● THE DATA
---------------
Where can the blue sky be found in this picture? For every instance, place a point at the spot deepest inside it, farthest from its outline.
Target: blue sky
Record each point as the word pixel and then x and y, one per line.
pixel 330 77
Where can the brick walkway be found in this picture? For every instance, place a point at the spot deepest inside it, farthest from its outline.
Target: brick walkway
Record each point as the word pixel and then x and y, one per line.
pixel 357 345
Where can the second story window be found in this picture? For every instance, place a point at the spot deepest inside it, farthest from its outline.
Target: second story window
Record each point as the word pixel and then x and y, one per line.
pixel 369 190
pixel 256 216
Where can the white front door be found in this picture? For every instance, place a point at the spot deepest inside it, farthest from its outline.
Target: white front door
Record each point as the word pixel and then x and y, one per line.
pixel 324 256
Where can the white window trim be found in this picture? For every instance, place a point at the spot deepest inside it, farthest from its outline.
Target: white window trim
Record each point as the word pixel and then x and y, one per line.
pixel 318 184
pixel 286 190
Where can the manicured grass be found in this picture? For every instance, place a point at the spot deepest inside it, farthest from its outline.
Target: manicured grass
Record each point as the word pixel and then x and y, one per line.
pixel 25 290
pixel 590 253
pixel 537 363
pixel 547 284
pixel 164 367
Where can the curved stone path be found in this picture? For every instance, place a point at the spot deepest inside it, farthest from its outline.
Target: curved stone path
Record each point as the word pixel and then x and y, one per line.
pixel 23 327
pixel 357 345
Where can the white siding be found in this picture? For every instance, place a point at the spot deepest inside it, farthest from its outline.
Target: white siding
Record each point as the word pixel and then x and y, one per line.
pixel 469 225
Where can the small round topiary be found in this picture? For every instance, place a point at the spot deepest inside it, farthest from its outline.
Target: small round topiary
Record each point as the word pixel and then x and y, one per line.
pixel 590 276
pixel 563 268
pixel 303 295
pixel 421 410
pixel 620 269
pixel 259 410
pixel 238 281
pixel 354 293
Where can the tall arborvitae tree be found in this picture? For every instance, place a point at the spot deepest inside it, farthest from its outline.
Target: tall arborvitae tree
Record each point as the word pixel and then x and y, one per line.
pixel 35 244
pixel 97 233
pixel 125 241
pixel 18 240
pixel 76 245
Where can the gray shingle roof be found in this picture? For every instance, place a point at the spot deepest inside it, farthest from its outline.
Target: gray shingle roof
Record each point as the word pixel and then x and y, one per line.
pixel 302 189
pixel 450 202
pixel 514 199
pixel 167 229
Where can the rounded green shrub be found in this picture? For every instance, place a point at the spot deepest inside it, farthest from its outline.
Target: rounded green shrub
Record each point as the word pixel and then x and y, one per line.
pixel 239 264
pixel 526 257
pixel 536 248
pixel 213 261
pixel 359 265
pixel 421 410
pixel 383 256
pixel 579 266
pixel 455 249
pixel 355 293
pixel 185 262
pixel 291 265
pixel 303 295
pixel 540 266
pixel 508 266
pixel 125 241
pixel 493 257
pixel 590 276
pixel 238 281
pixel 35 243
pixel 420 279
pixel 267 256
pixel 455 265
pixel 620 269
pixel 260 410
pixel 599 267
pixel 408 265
---------------
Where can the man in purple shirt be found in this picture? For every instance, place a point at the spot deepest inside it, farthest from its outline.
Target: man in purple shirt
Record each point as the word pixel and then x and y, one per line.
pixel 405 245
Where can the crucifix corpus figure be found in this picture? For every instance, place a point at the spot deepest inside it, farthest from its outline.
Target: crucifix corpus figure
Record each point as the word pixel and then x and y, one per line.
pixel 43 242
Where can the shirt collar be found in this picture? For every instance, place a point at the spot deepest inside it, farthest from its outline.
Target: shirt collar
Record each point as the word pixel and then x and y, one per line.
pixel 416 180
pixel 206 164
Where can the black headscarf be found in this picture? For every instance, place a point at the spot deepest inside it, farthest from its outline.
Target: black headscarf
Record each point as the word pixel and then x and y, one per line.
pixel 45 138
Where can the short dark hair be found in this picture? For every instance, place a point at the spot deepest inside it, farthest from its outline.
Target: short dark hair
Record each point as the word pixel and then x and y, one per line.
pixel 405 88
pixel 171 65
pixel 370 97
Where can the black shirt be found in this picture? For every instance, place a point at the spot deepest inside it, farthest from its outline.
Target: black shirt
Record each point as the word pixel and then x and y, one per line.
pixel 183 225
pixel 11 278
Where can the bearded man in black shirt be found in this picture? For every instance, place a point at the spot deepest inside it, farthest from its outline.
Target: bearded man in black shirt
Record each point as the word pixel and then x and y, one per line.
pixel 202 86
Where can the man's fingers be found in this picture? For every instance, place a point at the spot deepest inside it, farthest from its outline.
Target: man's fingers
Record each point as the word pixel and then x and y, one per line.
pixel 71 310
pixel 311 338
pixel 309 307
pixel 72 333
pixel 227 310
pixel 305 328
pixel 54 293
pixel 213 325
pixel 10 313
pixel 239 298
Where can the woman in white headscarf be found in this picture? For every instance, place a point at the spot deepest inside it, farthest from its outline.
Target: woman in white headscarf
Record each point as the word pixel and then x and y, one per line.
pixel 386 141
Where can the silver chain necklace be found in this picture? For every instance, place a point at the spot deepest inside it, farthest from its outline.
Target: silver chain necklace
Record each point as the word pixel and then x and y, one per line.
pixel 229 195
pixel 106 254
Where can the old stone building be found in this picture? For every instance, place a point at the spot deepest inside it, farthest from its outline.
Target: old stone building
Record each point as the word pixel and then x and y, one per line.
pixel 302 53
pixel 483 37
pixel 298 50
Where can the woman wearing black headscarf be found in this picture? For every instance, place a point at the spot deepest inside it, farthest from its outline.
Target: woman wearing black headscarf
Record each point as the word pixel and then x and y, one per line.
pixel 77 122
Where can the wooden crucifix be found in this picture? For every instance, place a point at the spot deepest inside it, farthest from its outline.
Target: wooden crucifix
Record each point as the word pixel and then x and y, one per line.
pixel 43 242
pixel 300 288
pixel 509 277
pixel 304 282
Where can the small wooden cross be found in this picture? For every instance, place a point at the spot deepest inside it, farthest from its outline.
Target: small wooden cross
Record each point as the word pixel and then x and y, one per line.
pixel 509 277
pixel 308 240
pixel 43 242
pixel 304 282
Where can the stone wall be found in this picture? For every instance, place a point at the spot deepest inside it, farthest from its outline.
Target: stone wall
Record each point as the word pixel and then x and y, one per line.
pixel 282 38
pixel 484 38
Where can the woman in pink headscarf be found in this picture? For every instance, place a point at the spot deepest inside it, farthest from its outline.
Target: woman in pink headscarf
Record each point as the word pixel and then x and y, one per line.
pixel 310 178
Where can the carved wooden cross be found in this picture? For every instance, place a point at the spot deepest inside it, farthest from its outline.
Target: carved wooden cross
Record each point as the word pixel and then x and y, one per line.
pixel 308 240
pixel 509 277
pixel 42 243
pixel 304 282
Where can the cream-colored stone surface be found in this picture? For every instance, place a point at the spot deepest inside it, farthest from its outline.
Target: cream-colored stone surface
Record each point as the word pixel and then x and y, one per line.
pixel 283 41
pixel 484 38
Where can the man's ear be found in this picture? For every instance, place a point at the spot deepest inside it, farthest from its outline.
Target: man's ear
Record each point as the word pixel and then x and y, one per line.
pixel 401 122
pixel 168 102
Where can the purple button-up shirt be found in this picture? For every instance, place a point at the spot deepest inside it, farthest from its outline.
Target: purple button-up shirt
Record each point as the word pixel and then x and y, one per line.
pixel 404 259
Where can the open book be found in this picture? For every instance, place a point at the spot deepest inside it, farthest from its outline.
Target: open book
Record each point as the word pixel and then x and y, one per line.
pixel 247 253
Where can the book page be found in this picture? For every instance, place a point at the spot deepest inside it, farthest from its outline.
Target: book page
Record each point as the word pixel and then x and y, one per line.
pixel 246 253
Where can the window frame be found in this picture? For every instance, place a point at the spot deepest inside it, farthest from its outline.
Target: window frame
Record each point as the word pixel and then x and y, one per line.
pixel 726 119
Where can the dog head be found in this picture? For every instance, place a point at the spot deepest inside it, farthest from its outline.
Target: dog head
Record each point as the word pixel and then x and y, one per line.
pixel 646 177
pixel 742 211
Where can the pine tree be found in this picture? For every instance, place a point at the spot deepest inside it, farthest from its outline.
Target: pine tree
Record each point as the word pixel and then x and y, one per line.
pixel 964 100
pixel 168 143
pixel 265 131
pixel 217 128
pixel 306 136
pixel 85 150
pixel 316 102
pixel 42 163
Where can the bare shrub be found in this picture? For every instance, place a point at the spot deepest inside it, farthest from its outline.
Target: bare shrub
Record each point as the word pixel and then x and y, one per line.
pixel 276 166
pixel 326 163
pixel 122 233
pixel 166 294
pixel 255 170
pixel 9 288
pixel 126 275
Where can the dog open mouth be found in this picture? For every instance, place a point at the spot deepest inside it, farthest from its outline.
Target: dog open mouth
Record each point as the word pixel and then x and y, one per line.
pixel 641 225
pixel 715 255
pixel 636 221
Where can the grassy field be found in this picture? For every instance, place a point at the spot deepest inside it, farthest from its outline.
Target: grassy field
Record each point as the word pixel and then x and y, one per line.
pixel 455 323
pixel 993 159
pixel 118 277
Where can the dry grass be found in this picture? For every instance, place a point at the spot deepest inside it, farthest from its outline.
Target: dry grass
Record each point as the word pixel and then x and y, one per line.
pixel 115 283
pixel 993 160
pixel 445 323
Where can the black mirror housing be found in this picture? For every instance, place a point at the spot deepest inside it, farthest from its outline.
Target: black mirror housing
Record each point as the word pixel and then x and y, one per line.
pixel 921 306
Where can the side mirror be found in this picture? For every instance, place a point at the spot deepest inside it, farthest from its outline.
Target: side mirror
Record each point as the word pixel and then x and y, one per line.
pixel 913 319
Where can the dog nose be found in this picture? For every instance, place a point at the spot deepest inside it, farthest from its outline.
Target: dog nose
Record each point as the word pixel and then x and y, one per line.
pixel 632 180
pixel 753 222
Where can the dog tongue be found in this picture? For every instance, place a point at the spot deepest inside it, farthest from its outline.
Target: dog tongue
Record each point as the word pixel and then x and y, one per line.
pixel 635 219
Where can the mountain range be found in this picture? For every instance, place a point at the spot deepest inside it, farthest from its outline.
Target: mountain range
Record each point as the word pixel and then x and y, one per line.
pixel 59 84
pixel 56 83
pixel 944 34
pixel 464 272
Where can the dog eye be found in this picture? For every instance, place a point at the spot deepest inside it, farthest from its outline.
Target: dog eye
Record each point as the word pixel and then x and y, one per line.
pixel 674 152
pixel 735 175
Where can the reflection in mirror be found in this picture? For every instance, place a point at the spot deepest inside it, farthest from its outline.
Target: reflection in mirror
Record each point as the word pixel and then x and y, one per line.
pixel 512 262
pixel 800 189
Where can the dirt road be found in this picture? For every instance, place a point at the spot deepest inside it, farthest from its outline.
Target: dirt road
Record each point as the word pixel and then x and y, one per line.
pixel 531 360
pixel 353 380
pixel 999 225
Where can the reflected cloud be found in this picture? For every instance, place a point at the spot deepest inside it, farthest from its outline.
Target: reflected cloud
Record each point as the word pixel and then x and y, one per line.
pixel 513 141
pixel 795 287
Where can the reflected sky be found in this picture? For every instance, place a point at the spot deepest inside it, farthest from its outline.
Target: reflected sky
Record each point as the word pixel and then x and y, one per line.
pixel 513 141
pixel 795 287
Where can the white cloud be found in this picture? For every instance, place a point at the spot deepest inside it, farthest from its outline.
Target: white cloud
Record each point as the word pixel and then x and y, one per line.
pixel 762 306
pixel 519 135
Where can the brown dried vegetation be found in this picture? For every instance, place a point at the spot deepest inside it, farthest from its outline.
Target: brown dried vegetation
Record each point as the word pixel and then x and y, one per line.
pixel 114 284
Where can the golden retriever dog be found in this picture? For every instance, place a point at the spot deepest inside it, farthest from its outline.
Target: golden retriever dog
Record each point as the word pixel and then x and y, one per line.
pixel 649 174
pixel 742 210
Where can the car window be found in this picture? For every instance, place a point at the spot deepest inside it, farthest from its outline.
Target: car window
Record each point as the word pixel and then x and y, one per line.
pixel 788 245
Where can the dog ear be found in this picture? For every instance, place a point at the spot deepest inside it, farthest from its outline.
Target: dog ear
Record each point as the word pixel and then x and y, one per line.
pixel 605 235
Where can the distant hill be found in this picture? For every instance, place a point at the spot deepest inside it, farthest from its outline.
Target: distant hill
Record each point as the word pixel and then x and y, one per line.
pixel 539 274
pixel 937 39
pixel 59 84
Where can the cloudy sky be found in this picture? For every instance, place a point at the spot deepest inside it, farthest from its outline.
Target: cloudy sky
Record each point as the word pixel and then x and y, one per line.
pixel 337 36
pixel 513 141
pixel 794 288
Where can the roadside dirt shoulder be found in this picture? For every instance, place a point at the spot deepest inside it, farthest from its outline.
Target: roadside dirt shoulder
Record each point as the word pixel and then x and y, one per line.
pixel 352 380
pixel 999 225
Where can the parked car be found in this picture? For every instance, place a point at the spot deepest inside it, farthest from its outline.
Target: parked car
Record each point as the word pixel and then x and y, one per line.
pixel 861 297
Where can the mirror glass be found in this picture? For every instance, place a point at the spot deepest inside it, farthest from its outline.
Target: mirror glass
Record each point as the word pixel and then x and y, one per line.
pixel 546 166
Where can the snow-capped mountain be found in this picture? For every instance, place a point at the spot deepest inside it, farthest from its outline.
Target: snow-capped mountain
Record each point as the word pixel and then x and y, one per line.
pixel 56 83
---------------
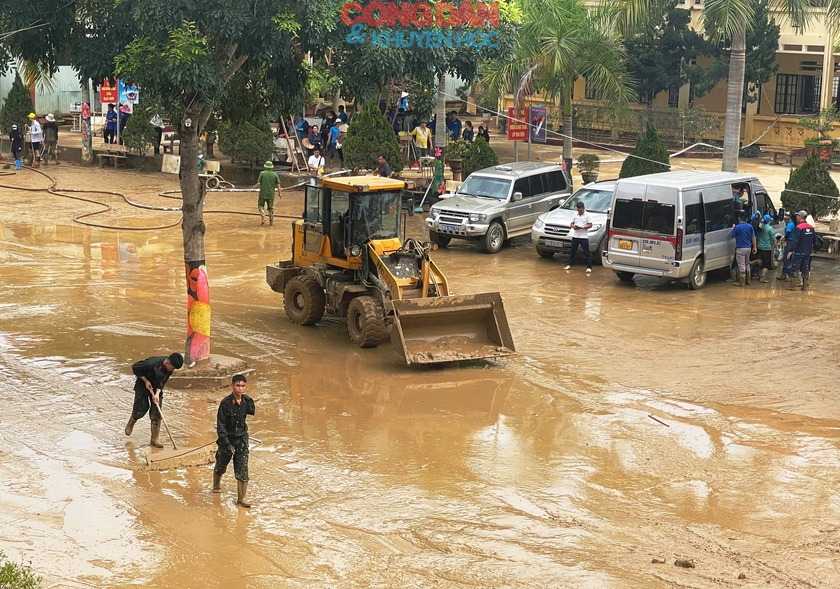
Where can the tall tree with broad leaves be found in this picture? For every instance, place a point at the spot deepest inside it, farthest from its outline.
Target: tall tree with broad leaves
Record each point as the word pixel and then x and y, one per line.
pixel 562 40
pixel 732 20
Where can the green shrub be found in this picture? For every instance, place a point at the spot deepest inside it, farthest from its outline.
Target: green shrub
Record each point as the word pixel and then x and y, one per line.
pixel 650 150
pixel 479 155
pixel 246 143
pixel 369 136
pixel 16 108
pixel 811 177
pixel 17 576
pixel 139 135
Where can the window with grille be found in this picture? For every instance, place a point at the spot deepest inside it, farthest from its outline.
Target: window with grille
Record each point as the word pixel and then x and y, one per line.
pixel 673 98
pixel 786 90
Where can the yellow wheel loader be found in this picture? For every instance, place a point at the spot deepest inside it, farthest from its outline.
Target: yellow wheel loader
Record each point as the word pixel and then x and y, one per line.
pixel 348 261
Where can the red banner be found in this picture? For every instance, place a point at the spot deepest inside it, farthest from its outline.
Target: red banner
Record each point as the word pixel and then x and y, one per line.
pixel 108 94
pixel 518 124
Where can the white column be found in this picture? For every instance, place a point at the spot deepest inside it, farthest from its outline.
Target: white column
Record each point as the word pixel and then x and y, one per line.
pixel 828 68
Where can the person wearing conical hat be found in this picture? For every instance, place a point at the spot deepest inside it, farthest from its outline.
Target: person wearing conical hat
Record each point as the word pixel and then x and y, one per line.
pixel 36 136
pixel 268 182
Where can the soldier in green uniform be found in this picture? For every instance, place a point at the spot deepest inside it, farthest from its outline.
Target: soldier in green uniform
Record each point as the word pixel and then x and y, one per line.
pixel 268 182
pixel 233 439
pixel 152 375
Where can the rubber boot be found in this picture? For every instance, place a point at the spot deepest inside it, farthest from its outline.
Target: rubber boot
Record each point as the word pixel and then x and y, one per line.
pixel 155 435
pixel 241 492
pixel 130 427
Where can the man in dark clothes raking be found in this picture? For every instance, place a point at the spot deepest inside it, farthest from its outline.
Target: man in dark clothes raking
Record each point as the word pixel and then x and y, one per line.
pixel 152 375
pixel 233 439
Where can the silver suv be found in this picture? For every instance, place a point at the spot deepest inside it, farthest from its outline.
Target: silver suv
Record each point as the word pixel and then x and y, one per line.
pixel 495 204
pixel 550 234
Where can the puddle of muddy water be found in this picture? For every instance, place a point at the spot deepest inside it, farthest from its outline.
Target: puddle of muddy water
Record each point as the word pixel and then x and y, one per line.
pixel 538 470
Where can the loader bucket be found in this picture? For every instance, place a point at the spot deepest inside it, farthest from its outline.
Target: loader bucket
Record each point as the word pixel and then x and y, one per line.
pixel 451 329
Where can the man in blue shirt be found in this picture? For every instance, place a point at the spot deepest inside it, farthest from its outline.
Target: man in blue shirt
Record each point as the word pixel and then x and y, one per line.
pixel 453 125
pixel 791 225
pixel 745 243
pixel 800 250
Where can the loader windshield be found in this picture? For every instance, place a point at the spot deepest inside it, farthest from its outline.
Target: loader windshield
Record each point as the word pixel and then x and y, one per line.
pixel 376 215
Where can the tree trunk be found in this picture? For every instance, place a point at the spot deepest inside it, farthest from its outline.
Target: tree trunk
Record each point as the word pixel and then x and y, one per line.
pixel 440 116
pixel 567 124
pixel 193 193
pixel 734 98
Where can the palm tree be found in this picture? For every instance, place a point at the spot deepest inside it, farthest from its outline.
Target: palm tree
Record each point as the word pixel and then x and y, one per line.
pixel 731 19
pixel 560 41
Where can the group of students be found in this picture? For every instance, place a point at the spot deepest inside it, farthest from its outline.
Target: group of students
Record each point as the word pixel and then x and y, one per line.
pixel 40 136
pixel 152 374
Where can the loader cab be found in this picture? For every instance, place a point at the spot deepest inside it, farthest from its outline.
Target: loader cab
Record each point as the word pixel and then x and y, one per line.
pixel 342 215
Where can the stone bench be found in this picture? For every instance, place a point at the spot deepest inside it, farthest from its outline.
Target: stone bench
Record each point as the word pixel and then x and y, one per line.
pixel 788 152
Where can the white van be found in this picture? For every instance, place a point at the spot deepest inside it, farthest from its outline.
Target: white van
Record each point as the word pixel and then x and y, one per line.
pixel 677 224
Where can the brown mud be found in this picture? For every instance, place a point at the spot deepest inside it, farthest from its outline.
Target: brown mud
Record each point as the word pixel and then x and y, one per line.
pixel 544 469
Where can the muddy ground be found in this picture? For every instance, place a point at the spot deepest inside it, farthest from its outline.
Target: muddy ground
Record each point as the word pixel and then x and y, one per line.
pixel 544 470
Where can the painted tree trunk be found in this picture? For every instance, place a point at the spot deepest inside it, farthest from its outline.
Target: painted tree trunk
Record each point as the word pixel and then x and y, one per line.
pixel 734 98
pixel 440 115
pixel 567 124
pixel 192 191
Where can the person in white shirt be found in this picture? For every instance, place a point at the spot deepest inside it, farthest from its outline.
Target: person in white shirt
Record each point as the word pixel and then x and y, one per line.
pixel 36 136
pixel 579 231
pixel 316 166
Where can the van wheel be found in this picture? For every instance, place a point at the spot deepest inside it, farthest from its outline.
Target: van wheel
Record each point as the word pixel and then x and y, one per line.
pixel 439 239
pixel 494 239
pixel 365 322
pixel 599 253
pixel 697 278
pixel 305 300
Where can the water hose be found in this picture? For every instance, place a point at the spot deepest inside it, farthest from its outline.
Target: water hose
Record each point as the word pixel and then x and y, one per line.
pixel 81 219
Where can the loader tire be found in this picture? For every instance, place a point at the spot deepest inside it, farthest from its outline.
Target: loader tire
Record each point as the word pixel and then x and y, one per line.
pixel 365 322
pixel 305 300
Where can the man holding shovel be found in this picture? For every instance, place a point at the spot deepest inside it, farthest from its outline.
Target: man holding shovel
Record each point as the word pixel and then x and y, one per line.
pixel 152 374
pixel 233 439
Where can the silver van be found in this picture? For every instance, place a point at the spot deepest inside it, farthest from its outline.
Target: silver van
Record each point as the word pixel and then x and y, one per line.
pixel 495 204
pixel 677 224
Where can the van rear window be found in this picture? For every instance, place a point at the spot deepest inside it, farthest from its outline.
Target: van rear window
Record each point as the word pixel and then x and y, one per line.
---------------
● TASK OBJECTIVE
Reproduce every line from the listing above that holds the word "yellow".

● SOLUTION TO THE PROBLEM
Where can the yellow wheel loader be found in this picture? For every instance, place a point at the spot deepest inside it, farthest from its outline.
Target: yellow wheel loader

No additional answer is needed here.